* **Given passage**
※

Public health strategies have been linked to popular culture before. In the 1930s, it was modern dance that taught Melburnians how to perform personal hygiene.
Dance classes were so popular the Sun News Pictorial reported:
Doctors, Barristers, other professional men are learning or relearning dance, and there are busy classes for business and married girls, tiny toddlers, and even mothers of families, and social heavyweights.
One dance instructor, Russian immigrant Sonia Revid, specialised in the instruction of hygiene through movement.
Revid choreographed and performed ballets that taught audiences how to brush their teeth. She also published a pamphlet outlining the importance of personal hygiene. The City of Melbourne’s medical officer, John Dale, publicly praised Revid’s efforts and parents were advised to enrol their children in her classes.
Body and soul
Revid had opened her dance studio in Collins Street, Melbourne, in 1933, a year after her arrival in Australia.
The Sonia Revid School for Art Dance and Body Culture was promoted as ensuring “physical well-being and lasting health” and provided “lessons to correct specific physical defects, such as obesity, flat feet, unshapely hands, self-consciousness and shyness”.

※

* **Work task 1**
In the passage on dance and hygiene in 1930s Melbourne, write out the section starting with "One dance instructor, Russian" and going on through "arrival in Australia.", but replace "Collins Street" with "Bourke Street".
* **Work task 2**
According to the passage on dance and hygiene in 1930s Melbourne, who was the City of Melbourne's medical officer who publicly praised Sonia Revid's efforts?
* **Work task 3**
Carry the passage on dance and hygiene in 1930s Melbourne further, picking up right after its final sentence.

※

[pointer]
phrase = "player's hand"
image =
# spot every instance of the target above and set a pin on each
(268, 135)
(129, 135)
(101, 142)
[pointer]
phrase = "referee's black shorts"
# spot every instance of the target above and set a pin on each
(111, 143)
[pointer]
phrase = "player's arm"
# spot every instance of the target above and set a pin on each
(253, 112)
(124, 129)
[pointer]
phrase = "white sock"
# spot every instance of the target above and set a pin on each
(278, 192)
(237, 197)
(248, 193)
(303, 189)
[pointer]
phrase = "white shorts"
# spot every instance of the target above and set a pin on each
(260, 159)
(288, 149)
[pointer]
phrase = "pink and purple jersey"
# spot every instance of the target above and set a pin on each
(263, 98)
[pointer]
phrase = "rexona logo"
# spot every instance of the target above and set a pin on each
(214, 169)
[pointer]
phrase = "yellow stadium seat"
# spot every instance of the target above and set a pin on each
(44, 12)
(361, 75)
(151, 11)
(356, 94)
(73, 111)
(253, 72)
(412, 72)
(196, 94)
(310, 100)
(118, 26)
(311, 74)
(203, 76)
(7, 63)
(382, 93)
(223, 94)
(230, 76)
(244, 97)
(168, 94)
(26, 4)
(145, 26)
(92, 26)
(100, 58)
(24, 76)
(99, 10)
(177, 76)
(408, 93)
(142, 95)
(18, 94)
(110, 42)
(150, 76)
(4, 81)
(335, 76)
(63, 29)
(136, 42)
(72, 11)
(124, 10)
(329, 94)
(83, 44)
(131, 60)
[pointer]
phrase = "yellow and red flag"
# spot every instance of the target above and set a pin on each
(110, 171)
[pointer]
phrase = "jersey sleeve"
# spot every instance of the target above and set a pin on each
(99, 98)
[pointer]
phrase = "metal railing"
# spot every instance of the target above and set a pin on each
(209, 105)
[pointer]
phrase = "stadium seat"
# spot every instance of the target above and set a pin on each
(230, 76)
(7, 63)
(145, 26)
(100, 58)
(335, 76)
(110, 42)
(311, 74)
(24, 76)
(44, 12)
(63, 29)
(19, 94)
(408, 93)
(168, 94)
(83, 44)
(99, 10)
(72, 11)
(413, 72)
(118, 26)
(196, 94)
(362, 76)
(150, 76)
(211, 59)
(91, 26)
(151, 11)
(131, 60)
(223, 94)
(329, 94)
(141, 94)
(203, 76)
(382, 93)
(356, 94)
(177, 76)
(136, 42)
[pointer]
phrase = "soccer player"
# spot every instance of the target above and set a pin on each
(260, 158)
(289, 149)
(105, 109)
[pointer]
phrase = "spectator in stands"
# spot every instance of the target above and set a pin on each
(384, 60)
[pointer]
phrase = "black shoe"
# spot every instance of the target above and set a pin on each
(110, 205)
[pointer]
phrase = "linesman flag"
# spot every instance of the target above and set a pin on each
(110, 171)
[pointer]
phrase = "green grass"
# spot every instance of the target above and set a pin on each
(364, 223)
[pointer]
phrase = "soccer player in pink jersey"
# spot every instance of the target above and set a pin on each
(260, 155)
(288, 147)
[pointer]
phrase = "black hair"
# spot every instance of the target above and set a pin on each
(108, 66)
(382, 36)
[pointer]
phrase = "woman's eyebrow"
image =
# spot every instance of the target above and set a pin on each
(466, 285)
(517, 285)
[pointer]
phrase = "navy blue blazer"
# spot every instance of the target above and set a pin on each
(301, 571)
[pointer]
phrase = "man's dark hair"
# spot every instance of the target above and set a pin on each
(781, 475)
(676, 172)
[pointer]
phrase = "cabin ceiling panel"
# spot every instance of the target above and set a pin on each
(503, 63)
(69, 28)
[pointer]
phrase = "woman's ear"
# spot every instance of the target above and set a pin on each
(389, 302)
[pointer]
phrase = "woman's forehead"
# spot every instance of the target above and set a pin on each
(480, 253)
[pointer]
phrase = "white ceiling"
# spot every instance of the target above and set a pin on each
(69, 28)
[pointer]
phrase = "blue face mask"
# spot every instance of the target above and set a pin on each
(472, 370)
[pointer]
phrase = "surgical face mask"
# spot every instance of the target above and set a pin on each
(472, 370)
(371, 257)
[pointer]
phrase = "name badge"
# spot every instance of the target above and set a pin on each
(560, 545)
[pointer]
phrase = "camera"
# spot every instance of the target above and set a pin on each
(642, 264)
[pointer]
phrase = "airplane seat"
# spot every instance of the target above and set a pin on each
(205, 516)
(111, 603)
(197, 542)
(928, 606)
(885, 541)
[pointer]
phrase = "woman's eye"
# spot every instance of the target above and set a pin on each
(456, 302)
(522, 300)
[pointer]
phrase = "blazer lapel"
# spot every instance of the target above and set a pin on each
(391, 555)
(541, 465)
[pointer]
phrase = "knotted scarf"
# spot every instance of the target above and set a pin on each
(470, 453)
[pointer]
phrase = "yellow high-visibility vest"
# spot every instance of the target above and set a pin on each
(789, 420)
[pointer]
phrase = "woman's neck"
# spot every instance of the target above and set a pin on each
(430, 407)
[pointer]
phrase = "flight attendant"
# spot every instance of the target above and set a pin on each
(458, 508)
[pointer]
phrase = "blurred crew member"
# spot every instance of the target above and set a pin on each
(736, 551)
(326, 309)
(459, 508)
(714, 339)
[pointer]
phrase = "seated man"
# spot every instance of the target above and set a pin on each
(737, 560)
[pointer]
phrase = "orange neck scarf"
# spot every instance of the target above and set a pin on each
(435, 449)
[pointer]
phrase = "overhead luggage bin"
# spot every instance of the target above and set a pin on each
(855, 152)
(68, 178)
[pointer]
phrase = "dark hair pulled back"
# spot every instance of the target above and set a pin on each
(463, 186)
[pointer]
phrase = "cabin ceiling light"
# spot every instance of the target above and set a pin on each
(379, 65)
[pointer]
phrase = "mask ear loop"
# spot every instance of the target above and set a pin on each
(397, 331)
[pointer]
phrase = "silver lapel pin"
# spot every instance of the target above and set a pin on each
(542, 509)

※

* **Exercise answer 1**
One dance instructor, Russian immigrant Sonia Revid, specialised in the instruction of hygiene through movement.
Revid choreographed and performed ballets that taught audiences how to brush their teeth. She also published a pamphlet outlining the importance of personal hygiene. The City of Melbourne’s medical officer, John Dale, publicly praised Revid’s efforts and parents were advised to enrol their children in her classes.
Body and soul
Revid had opened her dance studio in Bourke Street, Melbourne, in 1933, a year after her arrival in Australia.

* **Exercise answer 2**
John Dale.

* **Exercise answer 3**
By 1936, Revid was promoting her method as not only a way to stay fit and healthy but also as means of acquiring a “consciousness of cleanliness”.
Revid asserted the capabilities of her practice based on the evidence of a medico-social experiment she conducted on a group of poor children in 1935. Revid wanted to see whether poor children who lived in the then “slums” of Fitzroy could learn to distinguish between hygienic and unhygienic practices through dance education.
Poor hygiene had been associated with a lack of social responsibility and immorality and so Revid’s published pamphlet asked through metaphor: Do Slum Children Distinguish Light From Dark?
From her observations, Revid concluded modern dance had a cleansing capacity – performing a sort of physical and spiritual bath. Not only did it teach children how to identify hygienic and unhygienic practices, she wrote, but imparted a more hygienic constitution.
Don’t forget to smile
Emboldened by her belief in the hygienic potential of dance, Revid began to include ballets with public health messages in her performance repertoire.
Her 1938 ballet, Little Fool and Her Adventures, instructed audiences how to brush their teeth correctly and portrayed the painful consequences of poor dental hygiene.
The ballet was first performed at the University of Melbourne’s Union House Theatre and later at school halls such as at Melbourne Church of England Girls Grammar School, now Melbourne Girls Grammar. It was performed in four parts. Part one was an introduction to the protagonist, Little Fool, and to the themes of the ballet.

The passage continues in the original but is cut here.